Exercise set:
a) Return the section of the passage about believing in Santa that begins at "Yes, I eventually" and ends at "from their parents.".
b) Please say whether each statement agrees with the passage about believing in Santa, answering yes or no and quoting the words that decide it: (i) The writer received only one Christmas present each year. (ii) The writer's grandparents gave presents. (iii) Most of the writer's friends got presents from Santa.
c) List the people the passage about believing in Santa names as not giving presents.

Passage for review:
I loved growing up believing in Santa. When I was growing up, only a very few of my friends get Christmas presents from family and Christmas presents from Santa. The majority of us only get one Christmas present. But, what was special is that I got presents from Santa. Okay, so I didn't get presents from my parents - we only get one Christmas present every year. Siblings, grandparents, uncles, aunties, friends, etc. don't give presents. Most of my friends get a present from their parents, so they don't get Santa presents. For some reason, I found that me getting a present from Santa was somehow more special than getting a present from my parents because of that magical mystery thing.

Yes, I eventually figured out that Santa was actually my parents, but by that time I was also mature enough to tie Santa Claus with Saint Nicholas and his legacy of "secret" gift giving so I appreciated it even more that my parents are continuing the "secret" gift giving tradition even at the expense of their kids thinking they didn't get presents from their parents.

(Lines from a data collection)
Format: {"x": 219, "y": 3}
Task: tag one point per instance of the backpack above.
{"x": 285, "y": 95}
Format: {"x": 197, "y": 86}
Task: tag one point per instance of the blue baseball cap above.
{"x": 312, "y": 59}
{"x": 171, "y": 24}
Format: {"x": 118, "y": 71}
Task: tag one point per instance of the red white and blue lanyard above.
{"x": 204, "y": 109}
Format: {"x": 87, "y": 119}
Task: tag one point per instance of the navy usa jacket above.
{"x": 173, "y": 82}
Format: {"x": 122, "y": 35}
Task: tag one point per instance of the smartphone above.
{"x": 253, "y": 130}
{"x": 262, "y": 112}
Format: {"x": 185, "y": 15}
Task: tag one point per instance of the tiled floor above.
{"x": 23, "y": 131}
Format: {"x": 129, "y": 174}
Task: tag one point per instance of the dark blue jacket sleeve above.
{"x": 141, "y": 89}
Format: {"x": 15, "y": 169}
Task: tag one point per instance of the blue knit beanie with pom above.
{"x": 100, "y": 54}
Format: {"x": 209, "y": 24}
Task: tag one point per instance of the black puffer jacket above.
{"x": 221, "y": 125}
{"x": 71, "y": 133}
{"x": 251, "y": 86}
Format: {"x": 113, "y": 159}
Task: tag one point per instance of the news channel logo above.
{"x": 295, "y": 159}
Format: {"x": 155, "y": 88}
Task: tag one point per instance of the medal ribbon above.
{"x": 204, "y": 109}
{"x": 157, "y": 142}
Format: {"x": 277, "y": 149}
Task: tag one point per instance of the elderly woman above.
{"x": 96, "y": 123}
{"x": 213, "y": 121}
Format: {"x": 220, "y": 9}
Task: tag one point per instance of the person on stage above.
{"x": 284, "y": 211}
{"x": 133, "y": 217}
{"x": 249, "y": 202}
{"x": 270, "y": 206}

Results:
a)
Yes, I eventually figured out that Santa was actually my parents, but by that time I was also mature enough to tie Santa Claus with Saint Nicholas and his legacy of "secret" gift giving so I appreciated it even more that my parents are continuing the "secret" gift giving tradition even at the expense of their kids thinking they didn't get presents from their parents.

b)
(i) Yes: "we only get one Christmas present every year."
(ii) No: "Siblings, grandparents, uncles, aunties, friends, etc. don't give presents."
(iii) No: "Most of my friends get a present from their parents, so they don't get Santa presents."

c) Siblings, grandparents, uncles, aunties, friends